§ **TASK STATEMENT**:
Without the images, write out all of the following entries exactly.

§ **Entries from a point annotation set**:

* Begin *

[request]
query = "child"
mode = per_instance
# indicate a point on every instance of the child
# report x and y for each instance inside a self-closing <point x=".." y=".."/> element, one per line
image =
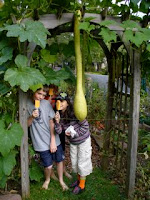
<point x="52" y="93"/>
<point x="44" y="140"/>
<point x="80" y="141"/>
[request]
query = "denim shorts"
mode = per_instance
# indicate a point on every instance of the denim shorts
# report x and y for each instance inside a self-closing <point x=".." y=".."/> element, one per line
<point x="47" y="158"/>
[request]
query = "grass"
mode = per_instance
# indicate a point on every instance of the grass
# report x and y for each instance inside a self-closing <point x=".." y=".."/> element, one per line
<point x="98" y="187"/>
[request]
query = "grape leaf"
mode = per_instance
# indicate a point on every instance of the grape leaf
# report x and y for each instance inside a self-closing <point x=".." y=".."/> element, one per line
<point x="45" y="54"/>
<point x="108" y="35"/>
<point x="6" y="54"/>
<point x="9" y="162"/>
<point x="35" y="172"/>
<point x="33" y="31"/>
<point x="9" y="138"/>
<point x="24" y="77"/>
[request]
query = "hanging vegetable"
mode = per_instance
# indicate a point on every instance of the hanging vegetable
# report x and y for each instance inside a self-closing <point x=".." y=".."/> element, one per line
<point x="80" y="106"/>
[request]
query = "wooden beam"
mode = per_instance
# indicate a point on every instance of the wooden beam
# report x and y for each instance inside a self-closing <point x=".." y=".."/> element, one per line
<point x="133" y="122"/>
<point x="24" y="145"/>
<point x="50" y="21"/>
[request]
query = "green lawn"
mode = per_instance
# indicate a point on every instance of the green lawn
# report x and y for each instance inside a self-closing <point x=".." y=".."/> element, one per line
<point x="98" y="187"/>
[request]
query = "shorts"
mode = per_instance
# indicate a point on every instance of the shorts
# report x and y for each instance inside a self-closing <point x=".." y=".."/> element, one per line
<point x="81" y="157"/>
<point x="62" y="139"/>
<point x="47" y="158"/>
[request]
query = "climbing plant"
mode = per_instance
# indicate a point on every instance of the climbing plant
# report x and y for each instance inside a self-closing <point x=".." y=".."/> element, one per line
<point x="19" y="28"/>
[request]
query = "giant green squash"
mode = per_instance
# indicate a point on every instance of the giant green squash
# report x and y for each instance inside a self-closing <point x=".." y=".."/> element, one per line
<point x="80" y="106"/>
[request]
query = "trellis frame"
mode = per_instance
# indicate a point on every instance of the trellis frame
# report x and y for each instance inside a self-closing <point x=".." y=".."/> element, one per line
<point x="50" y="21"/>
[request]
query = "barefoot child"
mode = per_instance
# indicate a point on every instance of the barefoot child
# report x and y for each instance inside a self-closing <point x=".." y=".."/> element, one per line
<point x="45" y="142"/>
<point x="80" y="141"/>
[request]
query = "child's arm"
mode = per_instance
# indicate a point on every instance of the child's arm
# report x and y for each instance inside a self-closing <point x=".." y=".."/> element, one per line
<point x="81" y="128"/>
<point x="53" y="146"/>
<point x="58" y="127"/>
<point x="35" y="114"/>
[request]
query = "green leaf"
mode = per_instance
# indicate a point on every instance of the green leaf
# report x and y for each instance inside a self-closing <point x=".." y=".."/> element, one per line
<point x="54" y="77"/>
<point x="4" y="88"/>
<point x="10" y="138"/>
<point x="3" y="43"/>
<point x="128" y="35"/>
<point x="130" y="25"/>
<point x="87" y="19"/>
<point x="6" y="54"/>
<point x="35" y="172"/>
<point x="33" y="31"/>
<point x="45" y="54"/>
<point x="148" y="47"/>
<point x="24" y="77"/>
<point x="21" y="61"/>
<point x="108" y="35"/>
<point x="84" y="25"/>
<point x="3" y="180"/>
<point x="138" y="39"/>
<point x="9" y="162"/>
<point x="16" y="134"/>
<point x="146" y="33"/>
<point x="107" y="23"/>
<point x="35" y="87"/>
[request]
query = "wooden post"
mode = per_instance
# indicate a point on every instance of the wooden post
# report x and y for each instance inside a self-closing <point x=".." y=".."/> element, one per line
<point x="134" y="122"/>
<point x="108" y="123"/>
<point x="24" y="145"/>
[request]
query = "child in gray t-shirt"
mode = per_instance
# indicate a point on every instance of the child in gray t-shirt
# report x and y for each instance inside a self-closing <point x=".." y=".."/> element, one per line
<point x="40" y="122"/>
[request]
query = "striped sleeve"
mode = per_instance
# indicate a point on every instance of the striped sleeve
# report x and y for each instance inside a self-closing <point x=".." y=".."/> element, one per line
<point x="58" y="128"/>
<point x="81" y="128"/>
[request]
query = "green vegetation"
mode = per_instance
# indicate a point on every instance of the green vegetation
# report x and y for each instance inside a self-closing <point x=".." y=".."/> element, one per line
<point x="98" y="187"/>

* End *

§ **FINISHED ANSWER**:
[request]
query = "child"
mode = per_instance
# indicate a point on every instance of the child
# report x and y for each instance inside a self-closing <point x=".." y=".."/> element, one per line
image =
<point x="52" y="93"/>
<point x="44" y="140"/>
<point x="80" y="141"/>
[request]
query = "denim shorts"
mode = per_instance
# indicate a point on every instance of the denim shorts
# report x and y for each instance inside a self-closing <point x=".." y=".."/> element, one per line
<point x="47" y="158"/>
[request]
query = "grass"
mode = per_instance
# indicate a point on every instance of the grass
# report x and y for each instance inside a self-closing <point x=".." y=".."/> element, one per line
<point x="98" y="187"/>
[request]
query = "grape leaf"
mode = per_instance
# indicate a point on every instance of the grape leaf
# report x and y for each instance inside a self-closing <point x=".." y=".."/> element, one per line
<point x="45" y="54"/>
<point x="108" y="35"/>
<point x="6" y="54"/>
<point x="9" y="162"/>
<point x="35" y="172"/>
<point x="33" y="31"/>
<point x="9" y="138"/>
<point x="24" y="77"/>
[request]
query = "hanging vegetable"
mode = per_instance
# indicate a point on every instance of the hanging vegetable
# report x and y for each instance inside a self-closing <point x=".." y=".."/> element, one per line
<point x="80" y="106"/>
[request]
query = "wooden beam"
mode = per_instance
# indicate a point on every instance of the wooden beam
# report x and y for each instance inside a self-closing <point x=".." y=".."/> element, one per line
<point x="133" y="122"/>
<point x="24" y="145"/>
<point x="50" y="21"/>
[request]
query = "green lawn"
mode = per_instance
# indicate a point on every instance of the green lawn
# report x and y for each instance inside a self-closing <point x=".." y=".."/> element, one per line
<point x="98" y="187"/>
[request]
query = "shorts"
mode = per_instance
# indicate a point on every instance of the shorts
# report x and y for each instance inside a self-closing <point x=".." y=".."/> element, one per line
<point x="81" y="157"/>
<point x="62" y="139"/>
<point x="47" y="158"/>
[request]
query = "climbing plant"
mode = per_instance
# indicate a point on every instance of the climbing plant
# report x and y for each instance inside a self-closing <point x=".." y=".."/> element, one per line
<point x="19" y="28"/>
[request]
query = "giant green squash"
mode = per_instance
# indicate a point on every instance of the giant green squash
# report x and y for each instance inside a self-closing <point x=".." y=".."/> element, one per line
<point x="80" y="106"/>
[request]
query = "trellis frame"
mode = per_instance
# indicate a point on every instance of the trellis frame
# report x and y for each instance inside a self-closing <point x=".." y=".."/> element, one per line
<point x="50" y="21"/>
[request]
query = "barefoot child"
mode = per_instance
# indicate a point on every instance of the barefoot child
# report x and y for each instance inside a self-closing <point x=".." y=".."/> element, one per line
<point x="45" y="142"/>
<point x="80" y="141"/>
[request]
query = "child's arm"
mode = per_instance
# indicate a point on every instance of the child's arm
# report x and y for each instance inside a self-closing <point x=".." y=".."/> element, one per line
<point x="81" y="128"/>
<point x="53" y="146"/>
<point x="58" y="127"/>
<point x="35" y="114"/>
[request]
query = "green leaf"
mode = per_instance
# indicate a point on every instance of the green leaf
# report x and y for each instance inside a self-closing <point x=".." y=".."/> element, one per line
<point x="54" y="77"/>
<point x="4" y="88"/>
<point x="10" y="138"/>
<point x="3" y="43"/>
<point x="128" y="35"/>
<point x="130" y="25"/>
<point x="87" y="19"/>
<point x="6" y="54"/>
<point x="35" y="172"/>
<point x="33" y="31"/>
<point x="45" y="54"/>
<point x="148" y="47"/>
<point x="24" y="77"/>
<point x="21" y="61"/>
<point x="108" y="35"/>
<point x="84" y="25"/>
<point x="3" y="180"/>
<point x="138" y="39"/>
<point x="9" y="162"/>
<point x="16" y="134"/>
<point x="146" y="33"/>
<point x="107" y="23"/>
<point x="35" y="87"/>
[request]
query = "wooden post"
mode = per_instance
# indicate a point on every instance of the wooden post
# report x and y for each instance inside a self-closing <point x=".." y=".."/> element, one per line
<point x="134" y="122"/>
<point x="108" y="123"/>
<point x="24" y="145"/>
[request]
query = "child in gray t-shirt"
mode = per_instance
# indicate a point on every instance of the child in gray t-shirt
# report x and y for each instance inside a self-closing <point x=".." y=".."/> element, one per line
<point x="40" y="122"/>
[request]
query = "striped sleeve"
mode = per_instance
# indicate a point on every instance of the striped sleeve
# report x and y for each instance inside a self-closing <point x=".." y=".."/> element, one per line
<point x="58" y="128"/>
<point x="81" y="128"/>
[request]
query = "green vegetation"
mode = per_instance
# indicate a point on every instance of the green vegetation
# report x and y for each instance inside a self-closing <point x=".." y=".."/> element, one per line
<point x="98" y="187"/>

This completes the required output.